■ **What to do**
Every line in the data below from the one containing "Query: white car" down to the one containing "Query: stone curb", both included, must be retyped exactly; no other line is to appear.

■ **Exercise material**
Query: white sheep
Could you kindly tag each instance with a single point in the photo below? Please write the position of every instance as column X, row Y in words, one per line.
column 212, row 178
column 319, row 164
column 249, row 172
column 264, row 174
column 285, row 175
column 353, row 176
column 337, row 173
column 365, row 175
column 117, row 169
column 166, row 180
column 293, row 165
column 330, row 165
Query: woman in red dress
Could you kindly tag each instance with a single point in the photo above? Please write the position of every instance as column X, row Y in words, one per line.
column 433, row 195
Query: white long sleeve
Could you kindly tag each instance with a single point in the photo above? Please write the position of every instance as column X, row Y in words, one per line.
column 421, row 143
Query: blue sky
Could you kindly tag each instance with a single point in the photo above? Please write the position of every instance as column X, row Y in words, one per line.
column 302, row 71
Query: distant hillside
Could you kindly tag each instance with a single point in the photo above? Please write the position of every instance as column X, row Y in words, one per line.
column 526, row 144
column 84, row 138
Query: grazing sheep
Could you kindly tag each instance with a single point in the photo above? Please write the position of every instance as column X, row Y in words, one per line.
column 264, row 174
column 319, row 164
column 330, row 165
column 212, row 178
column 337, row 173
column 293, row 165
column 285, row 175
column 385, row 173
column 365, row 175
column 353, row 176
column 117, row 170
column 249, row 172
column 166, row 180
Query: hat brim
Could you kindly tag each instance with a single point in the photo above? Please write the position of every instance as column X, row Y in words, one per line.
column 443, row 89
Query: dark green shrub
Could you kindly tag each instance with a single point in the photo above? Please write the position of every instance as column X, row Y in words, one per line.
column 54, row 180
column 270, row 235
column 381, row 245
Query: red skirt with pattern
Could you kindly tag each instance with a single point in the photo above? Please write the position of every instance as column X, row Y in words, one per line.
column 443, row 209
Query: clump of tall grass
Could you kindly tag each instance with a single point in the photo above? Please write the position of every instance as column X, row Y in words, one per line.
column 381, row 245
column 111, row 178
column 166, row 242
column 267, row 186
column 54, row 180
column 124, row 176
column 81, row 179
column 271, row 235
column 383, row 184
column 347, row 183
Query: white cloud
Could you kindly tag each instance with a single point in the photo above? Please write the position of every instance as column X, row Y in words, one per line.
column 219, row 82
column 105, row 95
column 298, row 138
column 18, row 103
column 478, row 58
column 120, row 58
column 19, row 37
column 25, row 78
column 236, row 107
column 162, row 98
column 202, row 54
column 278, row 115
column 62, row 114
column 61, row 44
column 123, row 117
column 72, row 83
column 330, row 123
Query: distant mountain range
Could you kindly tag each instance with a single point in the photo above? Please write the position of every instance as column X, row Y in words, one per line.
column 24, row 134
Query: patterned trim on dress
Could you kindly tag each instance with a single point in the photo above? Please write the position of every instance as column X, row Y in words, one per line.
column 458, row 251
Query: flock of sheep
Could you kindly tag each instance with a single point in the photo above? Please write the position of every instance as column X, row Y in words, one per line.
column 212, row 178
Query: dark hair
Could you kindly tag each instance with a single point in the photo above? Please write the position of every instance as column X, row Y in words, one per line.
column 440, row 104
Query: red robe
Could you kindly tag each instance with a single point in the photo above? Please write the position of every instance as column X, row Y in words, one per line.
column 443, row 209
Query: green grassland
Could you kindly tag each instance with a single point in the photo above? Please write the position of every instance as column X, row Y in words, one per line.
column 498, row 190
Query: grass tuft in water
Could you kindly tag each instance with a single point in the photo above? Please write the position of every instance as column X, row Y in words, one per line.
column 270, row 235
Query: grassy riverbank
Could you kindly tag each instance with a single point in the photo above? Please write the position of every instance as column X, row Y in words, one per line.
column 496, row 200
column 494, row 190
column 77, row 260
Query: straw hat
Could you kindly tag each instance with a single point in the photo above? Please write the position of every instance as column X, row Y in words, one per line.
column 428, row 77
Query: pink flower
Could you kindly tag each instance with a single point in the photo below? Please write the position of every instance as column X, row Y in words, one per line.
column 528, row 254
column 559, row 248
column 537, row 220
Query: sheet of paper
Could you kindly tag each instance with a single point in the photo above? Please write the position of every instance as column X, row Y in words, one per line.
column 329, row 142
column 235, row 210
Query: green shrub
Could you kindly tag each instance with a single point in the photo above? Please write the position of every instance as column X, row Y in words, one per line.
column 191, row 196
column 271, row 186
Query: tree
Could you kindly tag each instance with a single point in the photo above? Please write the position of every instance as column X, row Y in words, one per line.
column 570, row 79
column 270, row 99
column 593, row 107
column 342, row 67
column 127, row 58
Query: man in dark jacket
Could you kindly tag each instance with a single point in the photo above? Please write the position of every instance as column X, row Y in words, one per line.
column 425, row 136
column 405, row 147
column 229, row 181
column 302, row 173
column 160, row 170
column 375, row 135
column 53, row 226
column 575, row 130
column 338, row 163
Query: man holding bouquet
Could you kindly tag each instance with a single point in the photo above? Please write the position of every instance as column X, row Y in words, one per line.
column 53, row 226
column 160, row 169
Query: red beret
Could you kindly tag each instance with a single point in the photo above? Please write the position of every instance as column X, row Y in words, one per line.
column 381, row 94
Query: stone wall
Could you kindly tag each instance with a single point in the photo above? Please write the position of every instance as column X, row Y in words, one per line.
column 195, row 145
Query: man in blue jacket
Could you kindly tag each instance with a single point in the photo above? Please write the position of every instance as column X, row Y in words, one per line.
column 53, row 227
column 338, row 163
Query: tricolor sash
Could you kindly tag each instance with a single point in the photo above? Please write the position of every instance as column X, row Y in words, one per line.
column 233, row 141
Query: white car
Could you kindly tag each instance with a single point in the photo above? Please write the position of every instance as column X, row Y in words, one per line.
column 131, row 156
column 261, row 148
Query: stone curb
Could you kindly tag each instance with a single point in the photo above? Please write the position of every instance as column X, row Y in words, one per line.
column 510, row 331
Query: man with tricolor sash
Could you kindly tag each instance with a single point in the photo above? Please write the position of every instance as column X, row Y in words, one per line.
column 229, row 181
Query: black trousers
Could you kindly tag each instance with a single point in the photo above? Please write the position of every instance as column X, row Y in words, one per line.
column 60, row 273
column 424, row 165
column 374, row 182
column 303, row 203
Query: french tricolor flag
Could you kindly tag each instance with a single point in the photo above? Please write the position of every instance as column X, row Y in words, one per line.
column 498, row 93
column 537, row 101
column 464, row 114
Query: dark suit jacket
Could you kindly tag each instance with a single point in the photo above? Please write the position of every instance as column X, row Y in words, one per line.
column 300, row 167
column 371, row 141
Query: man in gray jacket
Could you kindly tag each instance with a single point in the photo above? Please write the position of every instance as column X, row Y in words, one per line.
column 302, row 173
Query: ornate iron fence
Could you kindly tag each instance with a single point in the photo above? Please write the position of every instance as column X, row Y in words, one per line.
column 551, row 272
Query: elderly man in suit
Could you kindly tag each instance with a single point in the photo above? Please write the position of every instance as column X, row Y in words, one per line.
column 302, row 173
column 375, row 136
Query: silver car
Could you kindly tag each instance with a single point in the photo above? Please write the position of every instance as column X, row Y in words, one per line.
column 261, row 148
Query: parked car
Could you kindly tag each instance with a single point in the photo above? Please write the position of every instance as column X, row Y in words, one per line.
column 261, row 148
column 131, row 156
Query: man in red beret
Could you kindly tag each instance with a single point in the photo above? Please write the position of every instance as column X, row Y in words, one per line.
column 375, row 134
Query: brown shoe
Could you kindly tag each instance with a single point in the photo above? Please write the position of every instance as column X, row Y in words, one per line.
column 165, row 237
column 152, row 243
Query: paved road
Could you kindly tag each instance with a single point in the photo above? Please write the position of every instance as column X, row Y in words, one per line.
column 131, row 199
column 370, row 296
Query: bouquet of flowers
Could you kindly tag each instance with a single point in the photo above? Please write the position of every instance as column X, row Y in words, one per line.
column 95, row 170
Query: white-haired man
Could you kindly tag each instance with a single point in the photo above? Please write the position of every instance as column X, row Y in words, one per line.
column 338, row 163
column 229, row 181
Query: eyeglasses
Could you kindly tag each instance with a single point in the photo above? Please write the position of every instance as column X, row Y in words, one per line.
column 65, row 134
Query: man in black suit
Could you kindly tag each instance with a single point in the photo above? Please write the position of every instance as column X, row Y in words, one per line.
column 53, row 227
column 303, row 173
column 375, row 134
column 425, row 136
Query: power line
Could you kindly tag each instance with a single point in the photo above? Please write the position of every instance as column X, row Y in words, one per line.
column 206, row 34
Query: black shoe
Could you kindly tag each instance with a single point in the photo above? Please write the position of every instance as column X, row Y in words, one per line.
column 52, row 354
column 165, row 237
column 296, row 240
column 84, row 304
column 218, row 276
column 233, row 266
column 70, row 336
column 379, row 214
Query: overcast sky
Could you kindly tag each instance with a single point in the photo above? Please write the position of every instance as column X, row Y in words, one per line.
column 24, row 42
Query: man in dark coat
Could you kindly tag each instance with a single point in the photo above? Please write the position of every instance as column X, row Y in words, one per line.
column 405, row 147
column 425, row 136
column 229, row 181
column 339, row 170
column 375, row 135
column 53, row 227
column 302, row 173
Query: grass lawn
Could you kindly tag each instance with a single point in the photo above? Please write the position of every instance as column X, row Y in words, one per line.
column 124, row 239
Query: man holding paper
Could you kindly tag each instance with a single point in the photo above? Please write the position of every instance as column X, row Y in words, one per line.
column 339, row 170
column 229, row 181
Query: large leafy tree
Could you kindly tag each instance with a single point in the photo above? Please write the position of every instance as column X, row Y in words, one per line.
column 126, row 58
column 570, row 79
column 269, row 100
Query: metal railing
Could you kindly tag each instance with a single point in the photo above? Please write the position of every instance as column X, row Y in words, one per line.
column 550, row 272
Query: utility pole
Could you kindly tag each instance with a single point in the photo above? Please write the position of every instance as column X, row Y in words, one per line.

■ **Task output**
Query: white car
Could you kindly tag each instance with a single point in the photo above? Please write the position of every instance as column X, row Y in words, one per line.
column 131, row 156
column 261, row 148
Query: stone curb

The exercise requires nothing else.